**Instructions for the task:**
Write down every entry below once more, exactly.

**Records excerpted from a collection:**
== Segment start ==

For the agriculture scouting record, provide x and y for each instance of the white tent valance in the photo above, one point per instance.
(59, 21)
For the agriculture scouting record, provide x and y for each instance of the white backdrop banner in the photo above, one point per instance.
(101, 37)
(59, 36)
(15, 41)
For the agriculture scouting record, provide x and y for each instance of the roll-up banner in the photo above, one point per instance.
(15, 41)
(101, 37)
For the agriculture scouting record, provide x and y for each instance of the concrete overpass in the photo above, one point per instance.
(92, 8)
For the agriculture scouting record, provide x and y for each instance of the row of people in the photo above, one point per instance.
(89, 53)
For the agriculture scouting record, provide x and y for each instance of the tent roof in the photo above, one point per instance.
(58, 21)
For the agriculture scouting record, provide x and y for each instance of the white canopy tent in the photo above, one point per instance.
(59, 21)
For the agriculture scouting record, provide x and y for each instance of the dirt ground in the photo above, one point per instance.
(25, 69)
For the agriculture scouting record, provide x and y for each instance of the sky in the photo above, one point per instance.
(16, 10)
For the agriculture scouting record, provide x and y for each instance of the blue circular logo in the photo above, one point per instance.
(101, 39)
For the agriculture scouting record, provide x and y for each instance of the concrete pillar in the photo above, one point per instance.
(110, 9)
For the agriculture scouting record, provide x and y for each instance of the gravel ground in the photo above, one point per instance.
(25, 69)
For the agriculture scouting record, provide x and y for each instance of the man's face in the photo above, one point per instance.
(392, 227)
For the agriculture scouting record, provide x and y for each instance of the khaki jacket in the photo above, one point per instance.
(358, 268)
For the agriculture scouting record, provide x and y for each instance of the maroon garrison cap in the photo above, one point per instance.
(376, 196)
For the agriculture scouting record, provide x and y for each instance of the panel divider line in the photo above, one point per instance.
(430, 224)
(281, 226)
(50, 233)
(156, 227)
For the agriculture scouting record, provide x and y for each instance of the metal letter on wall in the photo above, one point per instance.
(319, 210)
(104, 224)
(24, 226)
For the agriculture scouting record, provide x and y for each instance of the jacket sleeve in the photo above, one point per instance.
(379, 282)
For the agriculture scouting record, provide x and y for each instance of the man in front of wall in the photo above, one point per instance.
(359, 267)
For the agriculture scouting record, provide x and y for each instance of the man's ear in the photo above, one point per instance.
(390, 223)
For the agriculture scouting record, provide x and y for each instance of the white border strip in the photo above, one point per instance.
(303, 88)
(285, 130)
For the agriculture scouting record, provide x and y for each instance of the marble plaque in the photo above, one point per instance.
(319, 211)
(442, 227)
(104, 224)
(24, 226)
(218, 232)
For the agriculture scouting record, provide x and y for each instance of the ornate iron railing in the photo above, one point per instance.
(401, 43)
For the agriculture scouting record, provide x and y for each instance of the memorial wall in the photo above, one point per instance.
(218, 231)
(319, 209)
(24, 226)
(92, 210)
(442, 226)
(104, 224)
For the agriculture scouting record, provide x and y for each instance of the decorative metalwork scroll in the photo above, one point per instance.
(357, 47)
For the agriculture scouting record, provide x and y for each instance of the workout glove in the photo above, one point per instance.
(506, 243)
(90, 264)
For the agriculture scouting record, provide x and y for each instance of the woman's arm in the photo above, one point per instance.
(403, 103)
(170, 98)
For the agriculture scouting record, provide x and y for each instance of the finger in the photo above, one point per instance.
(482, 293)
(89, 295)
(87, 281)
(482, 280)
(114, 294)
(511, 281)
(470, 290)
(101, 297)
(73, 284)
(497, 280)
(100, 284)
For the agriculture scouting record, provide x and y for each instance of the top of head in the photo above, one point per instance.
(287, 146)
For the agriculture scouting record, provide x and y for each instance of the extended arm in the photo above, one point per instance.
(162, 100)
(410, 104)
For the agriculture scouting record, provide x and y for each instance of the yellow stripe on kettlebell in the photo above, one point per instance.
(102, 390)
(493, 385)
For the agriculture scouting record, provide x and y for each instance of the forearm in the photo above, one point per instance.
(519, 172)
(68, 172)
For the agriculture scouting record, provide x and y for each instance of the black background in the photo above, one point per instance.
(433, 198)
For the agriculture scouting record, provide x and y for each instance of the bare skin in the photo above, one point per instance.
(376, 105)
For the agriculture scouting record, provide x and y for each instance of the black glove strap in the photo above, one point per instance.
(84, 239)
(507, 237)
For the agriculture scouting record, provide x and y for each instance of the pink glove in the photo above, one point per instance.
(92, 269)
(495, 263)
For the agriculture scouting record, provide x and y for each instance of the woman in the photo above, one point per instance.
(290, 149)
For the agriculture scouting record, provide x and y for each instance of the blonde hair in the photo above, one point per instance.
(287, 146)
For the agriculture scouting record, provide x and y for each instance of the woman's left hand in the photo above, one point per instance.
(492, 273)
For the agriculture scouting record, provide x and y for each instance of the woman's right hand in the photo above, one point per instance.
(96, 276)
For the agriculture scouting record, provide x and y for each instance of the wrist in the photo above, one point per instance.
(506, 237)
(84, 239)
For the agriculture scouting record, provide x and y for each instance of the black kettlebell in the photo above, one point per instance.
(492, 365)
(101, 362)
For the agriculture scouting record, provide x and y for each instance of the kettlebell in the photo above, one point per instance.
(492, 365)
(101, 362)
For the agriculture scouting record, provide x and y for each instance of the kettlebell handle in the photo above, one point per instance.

== Segment end ==

**Response to the exercise:**
For the agriculture scouting record, provide x and y for each instance of the white tent valance in the photo above, one point per instance.
(59, 21)
For the agriculture scouting record, provide x and y for each instance of the white backdrop banner in the photo above, one point per instance.
(101, 37)
(59, 36)
(15, 41)
For the agriculture scouting record, provide x and y for each instance of the roll-up banner in the photo above, one point per instance.
(15, 41)
(101, 37)
For the agriculture scouting record, provide x and y for each instance of the concrete overpass in the photo above, one point per instance.
(92, 8)
For the agriculture scouting record, provide x and y for each instance of the row of people in the photo above, one point per instance.
(89, 53)
For the agriculture scouting record, provide x and y for each instance of the tent roof in the photo above, one point per instance.
(58, 21)
For the agriculture scouting record, provide x and y for each instance of the white canopy tent in the photo above, one point per instance.
(59, 21)
For the agriculture scouting record, provide x and y for each instance of the dirt ground in the photo above, one point per instance.
(25, 69)
For the agriculture scouting record, provide x and y for each instance of the sky in the photo above, one point per instance.
(16, 10)
For the agriculture scouting record, provide x and y for each instance of the blue circular logo in the photo above, one point per instance.
(101, 39)
For the agriculture scouting record, provide x and y for each instance of the concrete pillar in the photo above, one point per instance.
(110, 9)
For the agriculture scouting record, provide x and y for each instance of the gravel ground in the photo above, one point per instance.
(25, 69)
For the agriculture scouting record, provide x and y for each instance of the man's face in the photo above, one point per instance.
(392, 227)
For the agriculture scouting record, provide x and y for each instance of the khaki jacket in the photo above, one point per instance.
(358, 268)
For the agriculture scouting record, provide x and y for each instance of the maroon garrison cap in the photo above, one point per instance.
(376, 196)
For the agriculture scouting record, provide x and y for each instance of the panel divider line in the photo above, one point per instance.
(430, 224)
(281, 226)
(50, 233)
(156, 227)
For the agriculture scouting record, provide x and y for each instance of the metal letter on wall in the photo above, one point per instance.
(319, 210)
(104, 224)
(24, 226)
For the agriculture scouting record, provide x and y for each instance of the jacket sleeve in the photo above, one point per instance.
(379, 282)
For the agriculture scouting record, provide x and y for each instance of the man in front of wall in the photo above, one point per instance.
(359, 267)
For the agriculture scouting record, provide x and y for each instance of the man's ear in the photo above, one point per instance.
(390, 223)
For the agriculture scouting record, provide x and y for each instance of the white border strip in the photo above, one point per instance.
(303, 88)
(285, 130)
For the agriculture scouting record, provide x and y for each instance of the marble plaque in the photo above, one point per instance.
(319, 211)
(442, 227)
(104, 224)
(24, 226)
(218, 232)
For the agriculture scouting record, provide x and y for each instance of the ornate iron railing in the photo above, one point per instance.
(401, 43)
For the agriculture scouting record, provide x and y for each instance of the memorial wall in the photo above, one point per instance.
(218, 231)
(319, 209)
(24, 226)
(92, 210)
(442, 226)
(104, 224)
For the agriculture scouting record, provide x and y for each instance of the decorative metalwork scroll in the photo above, one point per instance.
(357, 47)
For the agriculture scouting record, provide x and y for each instance of the workout glove in the photo above, one point per instance.
(506, 243)
(90, 264)
For the agriculture scouting record, provide x and y for each instance of the woman's arm in the photo above, one point per instance.
(403, 103)
(170, 98)
For the agriculture scouting record, provide x and y for each instance of the finger in the photo above, one point per instance.
(482, 293)
(89, 295)
(87, 281)
(482, 280)
(114, 294)
(511, 281)
(470, 290)
(101, 297)
(73, 284)
(497, 280)
(100, 284)
For the agriculture scouting record, provide x and y for each instance of the top of head in the photo above, one point per instance.
(287, 146)
For the agriculture scouting record, provide x and y for each instance of the extended arm in the photo above, one point per instance.
(162, 100)
(410, 104)
For the agriculture scouting record, provide x and y for each instance of the yellow stripe on kettlebell in the photo above, one point per instance.
(102, 390)
(493, 385)
For the agriculture scouting record, provide x and y for each instance of the forearm in the photo above, one point per instance.
(519, 172)
(68, 172)
For the agriculture scouting record, provide x and y for each instance of the black background in the photo above, one point per instance.
(433, 198)
For the agriculture scouting record, provide x and y for each instance of the bare skin in the photo above, one point per instance.
(376, 105)
For the agriculture scouting record, provide x and y for each instance of the black glove strap in the photo above, one point per instance.
(84, 239)
(507, 237)
For the agriculture scouting record, provide x and y for each instance of the pink glove in the photo above, one point per instance.
(92, 269)
(495, 263)
For the agriculture scouting record, provide x and y for each instance of the woman in the photo above, one point per instance.
(290, 149)
For the agriculture scouting record, provide x and y for each instance of the blonde hair in the photo above, one point per instance.
(287, 146)
For the agriculture scouting record, provide x and y for each instance of the woman's left hand in the photo above, one point per instance.
(492, 273)
For the agriculture scouting record, provide x and y for each instance of the woman's right hand in the photo above, one point per instance.
(96, 276)
For the agriculture scouting record, provide x and y for each instance of the wrist in the photo above, one point per instance.
(506, 237)
(84, 239)
For the agriculture scouting record, provide x and y for each instance of the black kettlebell in the photo above, one point per instance.
(492, 365)
(101, 362)
For the agriculture scouting record, provide x and y for each instance of the kettlebell in the photo above, one point per instance.
(492, 365)
(101, 362)
For the agriculture scouting record, provide x and y for each instance of the kettlebell handle in the photo above, one point per instance.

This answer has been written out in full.